Friday, April 18, 2008

Famous victories

Back in 1586 (all dates debatable), the play, "The Famous Victories of Henry the fifth" was performed -

I've been reading it (a performance now is almost impossible to see - indeed, should be, because, despite any archaeological interest, Shakespeare re-wrote and expanded it into a series of much better plays).

The trouble is it is difficult to read fairly - I know what was written after, and, with hindsight (you can't read without it) see what Shakespeare will do with this play. What is interesting though is how indebted Shakespeare is to this earlier version, not just for a story line, but for character, stage business - and a lot of what-not-to-do.

And, always there, the question - did he know it from the inside? Is this one of the works he acted in?

Another leap gets made - did some of the same actors play in Shakespeare's Henry plays? Was Falstaff, for example, expanded as a role to be played by the same actor who played 'Oldcastle'? - It would give an extra 'piquancy' to the apology and disclaimer of the later plays.

The biggest difference is in the language - there is little of Peter Brook's poet here: Jokes and word play abound, some to be echoed later by Shakespeare. One exchange that jumped out for me was over the job of cobbler: Surely this is the spark that ignited the opening exchange in Julius Caesar?
But there are some very close lines - Here King Henry says,

"My lord prince Dolphin is very pleasant with me"

- not a great distance from the more familiar:

"We are glad the Dolphin is so pleasant with us," (Act 1 Scene 2, Henry V)

But what a difference - the 'me' to 'us' - and from a personal insult to an international crisis.

◆ **To do**
A. Transcribe the stretch of the blog post from "The trouble is" through "lot of what-not-to-do." word for word.
B. Pull out every line of the records containing the string "shingled", treating uppercase and lowercase as distinct.
The blog post and the records have nothing to do with each other.

◆ **Data records**
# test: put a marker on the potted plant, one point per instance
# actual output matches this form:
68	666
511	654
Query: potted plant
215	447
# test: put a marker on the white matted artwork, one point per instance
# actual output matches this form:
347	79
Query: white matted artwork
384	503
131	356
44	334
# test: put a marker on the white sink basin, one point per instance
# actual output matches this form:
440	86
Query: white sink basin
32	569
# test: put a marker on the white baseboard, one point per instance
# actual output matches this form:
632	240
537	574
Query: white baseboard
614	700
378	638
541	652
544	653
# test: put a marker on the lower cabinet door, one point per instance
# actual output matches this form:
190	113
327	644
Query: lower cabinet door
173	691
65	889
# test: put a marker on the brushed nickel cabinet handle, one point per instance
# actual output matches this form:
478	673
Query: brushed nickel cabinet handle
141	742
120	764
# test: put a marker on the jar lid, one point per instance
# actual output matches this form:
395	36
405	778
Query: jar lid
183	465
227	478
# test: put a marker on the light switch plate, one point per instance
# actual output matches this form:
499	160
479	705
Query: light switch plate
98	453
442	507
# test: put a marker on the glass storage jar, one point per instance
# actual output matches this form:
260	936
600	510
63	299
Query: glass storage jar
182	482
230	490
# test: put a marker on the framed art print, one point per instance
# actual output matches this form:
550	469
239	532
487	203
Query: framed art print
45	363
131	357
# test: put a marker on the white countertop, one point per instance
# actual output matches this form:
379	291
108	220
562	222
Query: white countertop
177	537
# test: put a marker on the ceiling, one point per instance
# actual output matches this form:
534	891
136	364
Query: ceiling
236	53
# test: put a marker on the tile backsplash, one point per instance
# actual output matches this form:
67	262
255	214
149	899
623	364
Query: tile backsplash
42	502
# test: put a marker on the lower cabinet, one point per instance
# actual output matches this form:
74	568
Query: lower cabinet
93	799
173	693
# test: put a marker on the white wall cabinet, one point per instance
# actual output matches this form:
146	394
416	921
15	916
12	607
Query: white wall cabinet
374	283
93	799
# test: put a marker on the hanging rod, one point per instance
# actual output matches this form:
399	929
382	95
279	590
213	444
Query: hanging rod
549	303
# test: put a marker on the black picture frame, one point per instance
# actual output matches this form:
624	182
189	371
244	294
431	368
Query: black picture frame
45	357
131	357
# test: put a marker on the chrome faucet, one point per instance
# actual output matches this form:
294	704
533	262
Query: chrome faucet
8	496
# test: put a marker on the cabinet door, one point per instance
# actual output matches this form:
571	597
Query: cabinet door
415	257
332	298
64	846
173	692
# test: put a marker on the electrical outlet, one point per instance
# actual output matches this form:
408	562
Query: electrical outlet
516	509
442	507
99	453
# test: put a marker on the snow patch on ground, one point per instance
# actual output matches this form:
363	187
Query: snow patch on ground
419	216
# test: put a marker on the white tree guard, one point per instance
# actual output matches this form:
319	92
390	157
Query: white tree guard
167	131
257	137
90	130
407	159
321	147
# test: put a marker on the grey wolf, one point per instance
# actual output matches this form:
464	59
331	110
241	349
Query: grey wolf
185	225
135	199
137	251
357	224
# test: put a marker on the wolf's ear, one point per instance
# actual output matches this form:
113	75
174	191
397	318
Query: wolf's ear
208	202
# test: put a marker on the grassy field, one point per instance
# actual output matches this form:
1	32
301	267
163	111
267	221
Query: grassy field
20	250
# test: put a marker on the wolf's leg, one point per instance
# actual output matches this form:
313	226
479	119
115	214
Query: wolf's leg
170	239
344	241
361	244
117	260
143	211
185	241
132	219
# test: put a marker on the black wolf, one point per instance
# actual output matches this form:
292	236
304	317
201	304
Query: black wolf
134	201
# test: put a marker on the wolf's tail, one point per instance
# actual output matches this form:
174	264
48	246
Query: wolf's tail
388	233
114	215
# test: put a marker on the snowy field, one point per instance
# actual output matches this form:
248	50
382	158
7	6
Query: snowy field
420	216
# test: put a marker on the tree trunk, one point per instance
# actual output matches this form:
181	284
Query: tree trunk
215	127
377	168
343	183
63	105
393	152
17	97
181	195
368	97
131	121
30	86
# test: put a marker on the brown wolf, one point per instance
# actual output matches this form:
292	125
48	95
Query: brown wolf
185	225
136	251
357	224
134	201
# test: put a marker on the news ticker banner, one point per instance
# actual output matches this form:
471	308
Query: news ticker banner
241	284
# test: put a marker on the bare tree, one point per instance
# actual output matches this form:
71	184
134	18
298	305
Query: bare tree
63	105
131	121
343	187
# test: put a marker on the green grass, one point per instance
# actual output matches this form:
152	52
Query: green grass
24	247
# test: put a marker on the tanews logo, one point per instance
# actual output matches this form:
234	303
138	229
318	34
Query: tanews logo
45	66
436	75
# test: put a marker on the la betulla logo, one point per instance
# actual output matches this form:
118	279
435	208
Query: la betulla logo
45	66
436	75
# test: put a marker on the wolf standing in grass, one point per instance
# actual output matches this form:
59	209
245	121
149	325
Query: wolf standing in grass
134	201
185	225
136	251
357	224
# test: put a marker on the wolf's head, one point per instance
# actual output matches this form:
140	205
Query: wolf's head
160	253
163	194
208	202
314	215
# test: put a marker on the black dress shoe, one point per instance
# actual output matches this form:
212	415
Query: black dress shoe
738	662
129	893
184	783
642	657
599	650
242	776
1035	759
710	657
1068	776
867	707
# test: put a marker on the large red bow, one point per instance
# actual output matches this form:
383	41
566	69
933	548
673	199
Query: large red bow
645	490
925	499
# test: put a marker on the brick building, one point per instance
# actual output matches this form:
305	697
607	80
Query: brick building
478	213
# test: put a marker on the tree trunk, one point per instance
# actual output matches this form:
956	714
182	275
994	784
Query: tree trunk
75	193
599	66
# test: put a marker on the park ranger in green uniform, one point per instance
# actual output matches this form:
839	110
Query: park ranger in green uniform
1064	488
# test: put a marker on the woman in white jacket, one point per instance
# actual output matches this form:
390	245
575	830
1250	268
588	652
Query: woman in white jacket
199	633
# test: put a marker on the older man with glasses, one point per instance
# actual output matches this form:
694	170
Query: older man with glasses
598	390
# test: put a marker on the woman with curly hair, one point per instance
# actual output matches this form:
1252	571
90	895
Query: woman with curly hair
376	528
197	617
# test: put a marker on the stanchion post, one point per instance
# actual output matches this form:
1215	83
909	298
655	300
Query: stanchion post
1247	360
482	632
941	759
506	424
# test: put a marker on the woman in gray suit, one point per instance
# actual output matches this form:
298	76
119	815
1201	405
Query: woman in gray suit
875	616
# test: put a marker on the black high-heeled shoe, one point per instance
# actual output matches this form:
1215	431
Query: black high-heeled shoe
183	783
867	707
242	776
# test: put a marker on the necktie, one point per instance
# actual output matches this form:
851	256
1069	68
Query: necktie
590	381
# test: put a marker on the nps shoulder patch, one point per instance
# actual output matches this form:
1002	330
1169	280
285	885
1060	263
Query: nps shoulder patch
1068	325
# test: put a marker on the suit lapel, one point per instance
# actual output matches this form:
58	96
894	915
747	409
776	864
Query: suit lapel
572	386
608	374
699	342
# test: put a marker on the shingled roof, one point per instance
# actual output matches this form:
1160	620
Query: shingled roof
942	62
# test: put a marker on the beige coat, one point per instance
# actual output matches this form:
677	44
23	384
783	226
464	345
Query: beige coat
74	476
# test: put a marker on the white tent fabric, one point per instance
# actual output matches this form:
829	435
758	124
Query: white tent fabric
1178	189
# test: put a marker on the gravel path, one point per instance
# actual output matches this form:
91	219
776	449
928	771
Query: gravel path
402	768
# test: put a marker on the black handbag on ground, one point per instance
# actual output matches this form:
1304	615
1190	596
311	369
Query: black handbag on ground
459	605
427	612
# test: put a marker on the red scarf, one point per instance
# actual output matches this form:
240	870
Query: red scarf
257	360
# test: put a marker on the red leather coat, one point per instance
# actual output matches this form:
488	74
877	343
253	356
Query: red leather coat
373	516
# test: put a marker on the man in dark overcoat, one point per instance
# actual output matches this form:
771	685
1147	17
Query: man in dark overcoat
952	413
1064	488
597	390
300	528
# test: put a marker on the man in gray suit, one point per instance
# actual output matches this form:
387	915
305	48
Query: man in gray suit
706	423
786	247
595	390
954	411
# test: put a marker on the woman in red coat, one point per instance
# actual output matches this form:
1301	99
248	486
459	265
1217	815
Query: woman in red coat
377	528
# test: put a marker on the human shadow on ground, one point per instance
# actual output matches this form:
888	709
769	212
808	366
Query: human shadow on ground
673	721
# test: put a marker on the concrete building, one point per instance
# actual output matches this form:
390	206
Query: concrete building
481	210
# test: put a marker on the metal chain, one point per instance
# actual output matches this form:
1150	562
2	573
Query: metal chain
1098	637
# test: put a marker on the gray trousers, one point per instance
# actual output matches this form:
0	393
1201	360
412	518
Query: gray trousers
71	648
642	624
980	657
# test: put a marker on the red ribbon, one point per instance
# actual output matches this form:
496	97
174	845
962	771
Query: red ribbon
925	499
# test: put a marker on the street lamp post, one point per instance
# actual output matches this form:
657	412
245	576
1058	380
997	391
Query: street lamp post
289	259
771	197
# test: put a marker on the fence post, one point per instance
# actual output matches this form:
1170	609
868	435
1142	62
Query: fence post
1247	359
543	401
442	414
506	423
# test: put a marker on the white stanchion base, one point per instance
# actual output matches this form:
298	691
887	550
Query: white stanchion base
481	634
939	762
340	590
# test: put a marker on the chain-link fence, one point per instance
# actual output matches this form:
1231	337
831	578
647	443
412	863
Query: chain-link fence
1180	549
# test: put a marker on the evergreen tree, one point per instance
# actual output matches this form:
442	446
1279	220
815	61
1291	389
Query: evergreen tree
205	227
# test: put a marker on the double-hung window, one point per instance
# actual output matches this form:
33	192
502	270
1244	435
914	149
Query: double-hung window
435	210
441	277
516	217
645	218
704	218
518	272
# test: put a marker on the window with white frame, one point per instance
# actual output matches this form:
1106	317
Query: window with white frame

◆ **Worked solutions**
A.
The trouble is it is difficult to read fairly - I know what was written after, and, with hindsight (you can't read without it) see what Shakespeare will do with this play. What is interesting though is how indebted Shakespeare is to this earlier version, not just for a story line, but for character, stage business - and a lot of what-not-to-do.

B.
# test: put a marker on the shingled roof, one point per instance
Query: shingled roof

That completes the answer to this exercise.